### Directive:
Scale the listing starting at its first line and ending at the line containing "84, 222 84, 224 87, 226 84))", rewriting every line, requests included, with each coordinate in the outlines multiplied by 2.55 and rounded to a whole number, halves up. Omit the pictures.

### Records for processing:
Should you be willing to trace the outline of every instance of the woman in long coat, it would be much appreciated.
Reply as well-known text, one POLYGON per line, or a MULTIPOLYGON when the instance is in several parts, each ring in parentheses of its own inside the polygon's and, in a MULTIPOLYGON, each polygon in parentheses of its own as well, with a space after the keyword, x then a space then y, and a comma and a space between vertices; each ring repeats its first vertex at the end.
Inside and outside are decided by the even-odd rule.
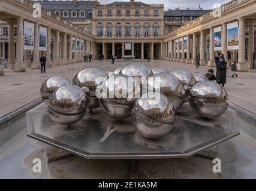
POLYGON ((226 84, 227 77, 227 62, 223 54, 221 54, 219 57, 215 57, 216 68, 216 81, 219 84, 222 84, 224 87, 226 84))

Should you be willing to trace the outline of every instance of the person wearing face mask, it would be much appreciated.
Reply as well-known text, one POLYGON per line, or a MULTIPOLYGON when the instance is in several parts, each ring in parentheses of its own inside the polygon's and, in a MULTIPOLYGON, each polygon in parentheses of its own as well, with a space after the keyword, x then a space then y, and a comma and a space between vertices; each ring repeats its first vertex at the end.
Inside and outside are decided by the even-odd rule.
POLYGON ((216 81, 219 84, 222 84, 224 87, 226 84, 227 76, 227 62, 225 61, 224 56, 221 54, 219 57, 215 57, 216 68, 216 81))

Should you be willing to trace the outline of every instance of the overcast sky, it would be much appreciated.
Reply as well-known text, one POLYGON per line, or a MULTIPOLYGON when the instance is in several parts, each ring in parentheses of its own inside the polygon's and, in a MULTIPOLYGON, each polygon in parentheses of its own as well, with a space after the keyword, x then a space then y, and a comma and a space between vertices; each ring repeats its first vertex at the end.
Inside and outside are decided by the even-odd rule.
MULTIPOLYGON (((129 1, 129 0, 101 0, 103 4, 112 2, 113 1, 129 1)), ((224 4, 230 0, 135 0, 135 1, 142 1, 146 4, 164 4, 164 9, 174 9, 178 7, 180 9, 186 9, 189 7, 189 9, 198 9, 200 5, 204 10, 210 10, 214 4, 224 4)))

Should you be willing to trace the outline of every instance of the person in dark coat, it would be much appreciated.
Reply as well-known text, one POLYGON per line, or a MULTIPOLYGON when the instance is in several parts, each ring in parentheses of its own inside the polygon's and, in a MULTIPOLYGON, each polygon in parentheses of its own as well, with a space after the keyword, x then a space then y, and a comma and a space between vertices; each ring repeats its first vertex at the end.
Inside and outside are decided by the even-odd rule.
POLYGON ((226 84, 227 77, 227 62, 223 54, 221 54, 219 57, 215 57, 216 82, 222 84, 224 87, 226 84))
POLYGON ((206 73, 205 76, 210 81, 216 80, 216 76, 214 75, 214 70, 212 69, 209 69, 207 72, 206 73))
POLYGON ((195 61, 195 67, 198 68, 199 65, 200 64, 200 58, 199 58, 198 55, 197 55, 195 61))
POLYGON ((43 72, 43 70, 44 70, 44 73, 46 72, 46 57, 44 55, 40 58, 40 63, 41 63, 41 73, 43 72))
POLYGON ((234 78, 234 76, 236 76, 236 78, 237 78, 237 74, 235 73, 237 70, 236 67, 236 61, 233 60, 232 64, 231 65, 231 70, 233 72, 233 75, 231 78, 234 78))

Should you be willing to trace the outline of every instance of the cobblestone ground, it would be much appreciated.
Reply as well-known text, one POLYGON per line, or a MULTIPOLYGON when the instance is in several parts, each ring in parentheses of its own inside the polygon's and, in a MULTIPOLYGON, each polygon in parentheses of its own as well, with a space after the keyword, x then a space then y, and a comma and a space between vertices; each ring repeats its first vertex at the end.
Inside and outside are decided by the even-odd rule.
MULTIPOLYGON (((143 63, 150 67, 159 66, 168 70, 182 68, 192 72, 205 73, 209 69, 207 66, 196 69, 195 65, 165 60, 157 60, 143 63)), ((115 68, 128 63, 116 62, 115 64, 112 64, 110 60, 94 60, 91 63, 79 63, 48 67, 46 73, 43 74, 40 73, 40 70, 29 68, 23 73, 14 73, 11 70, 5 70, 4 76, 0 76, 0 116, 40 97, 41 84, 49 77, 63 76, 71 80, 79 71, 88 67, 97 67, 105 71, 113 71, 115 68)), ((231 78, 231 72, 228 70, 225 88, 230 101, 256 113, 256 70, 238 73, 237 78, 231 78)))

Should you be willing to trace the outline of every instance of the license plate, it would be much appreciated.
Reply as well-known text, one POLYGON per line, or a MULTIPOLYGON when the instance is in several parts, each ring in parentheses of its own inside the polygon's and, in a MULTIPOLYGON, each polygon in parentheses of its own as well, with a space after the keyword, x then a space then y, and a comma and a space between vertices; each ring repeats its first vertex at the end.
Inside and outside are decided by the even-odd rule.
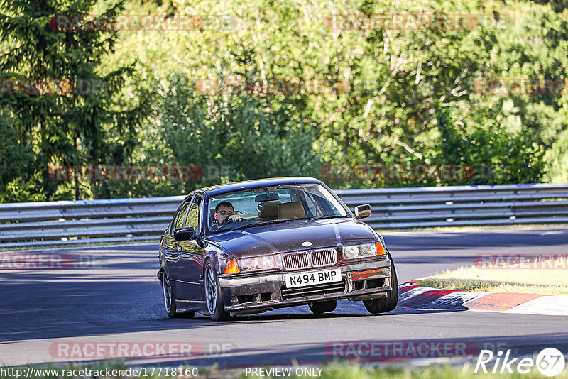
POLYGON ((286 280, 287 288, 332 283, 333 282, 341 282, 342 270, 340 268, 335 268, 334 270, 325 270, 322 271, 288 274, 284 277, 284 279, 286 280))

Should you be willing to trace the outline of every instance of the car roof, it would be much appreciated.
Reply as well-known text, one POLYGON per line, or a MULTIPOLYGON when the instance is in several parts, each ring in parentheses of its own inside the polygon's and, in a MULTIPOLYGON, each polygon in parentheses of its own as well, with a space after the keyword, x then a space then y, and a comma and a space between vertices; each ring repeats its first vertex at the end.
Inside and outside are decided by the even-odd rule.
POLYGON ((253 190, 261 187, 273 187, 286 185, 300 184, 323 184, 315 177, 271 177, 268 179, 258 179, 256 180, 246 180, 244 182, 235 182, 225 185, 214 185, 200 188, 197 191, 205 192, 207 196, 214 196, 225 192, 233 191, 253 190))

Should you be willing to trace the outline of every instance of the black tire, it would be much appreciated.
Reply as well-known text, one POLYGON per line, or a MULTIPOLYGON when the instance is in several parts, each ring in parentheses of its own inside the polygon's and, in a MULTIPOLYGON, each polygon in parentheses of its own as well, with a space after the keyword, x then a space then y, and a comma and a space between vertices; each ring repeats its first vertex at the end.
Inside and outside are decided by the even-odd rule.
POLYGON ((337 300, 329 300, 327 302, 315 302, 310 304, 310 310, 314 314, 321 314, 328 312, 333 312, 337 307, 337 300))
POLYGON ((217 274, 210 260, 205 265, 204 278, 205 304, 211 319, 213 321, 228 320, 230 314, 225 311, 217 274))
POLYGON ((175 294, 173 293, 173 287, 165 272, 162 273, 162 292, 164 295, 165 312, 170 317, 175 317, 175 294))
POLYGON ((370 313, 377 314, 390 312, 396 308, 396 304, 398 304, 398 279, 396 277, 395 263, 393 262, 392 258, 390 258, 390 275, 392 275, 390 287, 393 289, 387 292, 386 297, 373 299, 372 300, 363 300, 365 308, 370 313))

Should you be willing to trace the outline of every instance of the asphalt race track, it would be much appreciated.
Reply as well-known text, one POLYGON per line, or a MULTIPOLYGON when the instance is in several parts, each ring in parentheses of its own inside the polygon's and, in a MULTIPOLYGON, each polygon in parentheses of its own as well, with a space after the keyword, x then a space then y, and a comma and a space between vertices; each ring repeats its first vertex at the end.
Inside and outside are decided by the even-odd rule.
MULTIPOLYGON (((384 234, 399 282, 461 265, 483 253, 568 253, 568 230, 502 229, 469 232, 384 234)), ((307 306, 213 322, 170 319, 163 304, 157 243, 58 249, 94 257, 86 268, 0 270, 0 363, 102 360, 67 346, 86 343, 191 344, 195 357, 141 356, 135 366, 218 363, 221 367, 329 361, 334 341, 465 343, 479 349, 510 348, 517 355, 545 347, 568 352, 568 317, 472 311, 415 312, 397 308, 368 314, 360 302, 339 302, 333 313, 315 316, 307 306), (64 348, 62 348, 64 346, 64 348)), ((129 346, 132 346, 131 344, 129 346)), ((395 352, 366 356, 382 361, 395 352)), ((341 353, 338 353, 339 356, 341 353)), ((451 354, 450 354, 451 355, 451 354)), ((349 356, 348 358, 353 358, 349 356)), ((408 357, 407 357, 408 358, 408 357)), ((474 358, 470 357, 471 361, 474 358)))

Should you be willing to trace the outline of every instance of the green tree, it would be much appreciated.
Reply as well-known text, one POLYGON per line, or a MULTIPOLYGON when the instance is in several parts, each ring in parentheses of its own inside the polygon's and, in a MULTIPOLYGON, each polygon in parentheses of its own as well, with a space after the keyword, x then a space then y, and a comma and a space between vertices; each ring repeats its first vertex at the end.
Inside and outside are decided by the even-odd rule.
MULTIPOLYGON (((71 194, 65 192, 70 190, 75 199, 82 194, 79 180, 73 189, 50 181, 46 175, 49 165, 122 161, 133 148, 135 128, 143 114, 143 104, 124 109, 116 102, 132 68, 100 70, 104 57, 114 51, 117 32, 55 27, 58 17, 87 15, 93 6, 92 1, 0 1, 0 45, 5 50, 0 55, 0 79, 4 84, 38 79, 52 87, 68 81, 72 86, 72 90, 48 93, 12 88, 0 97, 0 106, 13 115, 22 146, 33 146, 45 178, 43 191, 50 198, 69 197, 71 194)), ((120 2, 104 14, 115 15, 121 6, 120 2)))

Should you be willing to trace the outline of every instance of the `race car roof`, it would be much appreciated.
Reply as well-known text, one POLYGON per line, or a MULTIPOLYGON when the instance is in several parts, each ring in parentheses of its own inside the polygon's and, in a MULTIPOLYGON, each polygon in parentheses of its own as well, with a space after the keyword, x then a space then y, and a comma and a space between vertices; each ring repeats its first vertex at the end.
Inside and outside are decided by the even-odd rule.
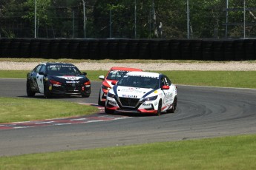
POLYGON ((42 62, 41 64, 44 65, 65 65, 65 66, 73 66, 73 64, 70 63, 61 63, 61 62, 42 62))
POLYGON ((136 68, 130 68, 130 67, 113 67, 111 68, 111 70, 123 70, 123 71, 137 71, 137 72, 142 72, 142 70, 140 69, 136 69, 136 68))
POLYGON ((129 72, 126 75, 131 76, 142 76, 142 77, 151 77, 159 78, 160 73, 151 72, 129 72))

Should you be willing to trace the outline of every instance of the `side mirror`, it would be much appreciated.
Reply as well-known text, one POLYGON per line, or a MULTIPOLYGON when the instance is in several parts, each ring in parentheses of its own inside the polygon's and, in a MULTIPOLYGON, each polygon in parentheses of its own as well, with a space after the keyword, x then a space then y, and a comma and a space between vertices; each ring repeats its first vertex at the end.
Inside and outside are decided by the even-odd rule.
POLYGON ((117 81, 112 81, 112 82, 111 82, 111 84, 114 86, 114 85, 116 84, 116 82, 117 82, 117 81))
POLYGON ((99 78, 100 79, 100 80, 104 80, 105 79, 105 77, 104 77, 104 75, 99 75, 99 78))
POLYGON ((170 86, 162 86, 162 89, 170 89, 170 86))
POLYGON ((39 74, 45 76, 46 75, 44 72, 39 72, 39 74))

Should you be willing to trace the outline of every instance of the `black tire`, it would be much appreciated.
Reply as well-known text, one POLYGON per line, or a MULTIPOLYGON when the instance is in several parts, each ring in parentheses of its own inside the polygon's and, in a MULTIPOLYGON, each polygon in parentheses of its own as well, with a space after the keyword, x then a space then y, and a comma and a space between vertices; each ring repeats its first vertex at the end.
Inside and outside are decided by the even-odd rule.
POLYGON ((106 107, 105 107, 105 112, 107 114, 114 114, 114 111, 108 109, 106 107))
POLYGON ((166 111, 168 113, 174 113, 175 112, 176 108, 177 108, 177 101, 178 101, 178 98, 177 98, 177 96, 175 96, 174 103, 172 103, 171 109, 166 111))
POLYGON ((50 98, 51 96, 52 95, 49 92, 48 85, 47 84, 47 83, 45 83, 44 86, 44 97, 45 98, 50 98))
POLYGON ((31 90, 30 84, 28 81, 27 81, 27 97, 33 97, 35 96, 36 92, 31 90))
POLYGON ((157 115, 161 115, 162 112, 162 101, 160 100, 158 103, 158 108, 157 108, 157 115))
POLYGON ((81 95, 82 95, 82 98, 89 98, 90 97, 90 94, 82 93, 81 95))
POLYGON ((99 94, 98 105, 103 106, 105 106, 105 102, 100 101, 100 93, 99 94))

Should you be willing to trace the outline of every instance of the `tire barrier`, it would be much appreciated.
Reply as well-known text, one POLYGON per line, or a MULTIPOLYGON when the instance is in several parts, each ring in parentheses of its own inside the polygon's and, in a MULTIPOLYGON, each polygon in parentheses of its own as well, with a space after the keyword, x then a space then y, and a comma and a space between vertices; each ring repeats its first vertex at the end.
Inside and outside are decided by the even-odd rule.
POLYGON ((0 38, 0 58, 256 60, 256 39, 0 38))
POLYGON ((191 60, 203 60, 202 57, 202 41, 191 40, 190 43, 191 60))
POLYGON ((10 57, 10 42, 12 39, 1 38, 0 39, 0 55, 1 57, 10 57))

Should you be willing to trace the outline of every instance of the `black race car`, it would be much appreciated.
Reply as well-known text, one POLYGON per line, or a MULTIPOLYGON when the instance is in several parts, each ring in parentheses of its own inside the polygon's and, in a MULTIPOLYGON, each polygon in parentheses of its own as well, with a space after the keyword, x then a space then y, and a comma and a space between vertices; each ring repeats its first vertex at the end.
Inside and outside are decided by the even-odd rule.
POLYGON ((45 98, 53 95, 81 95, 88 98, 91 82, 86 72, 81 72, 72 64, 42 63, 27 75, 27 95, 44 94, 45 98))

### In response:
Should you be willing to trace the outline of every instance of the woman in long coat, it would be much appreciated.
Reply as well-known text, one POLYGON per line, or a MULTIPOLYGON when the instance is in several parts, each ring in parentheses of its own inside the polygon's and, in a MULTIPOLYGON, each polygon in parentheses of its own as well, with a space after the keyword, x then a space then y, and a comma and a space between vertices; each ring repeats its first vertex at the end.
Inside and outside are decided by the even-odd rule.
POLYGON ((576 214, 579 196, 579 158, 569 138, 564 138, 558 145, 548 145, 551 173, 551 207, 558 214, 566 214, 571 222, 576 214))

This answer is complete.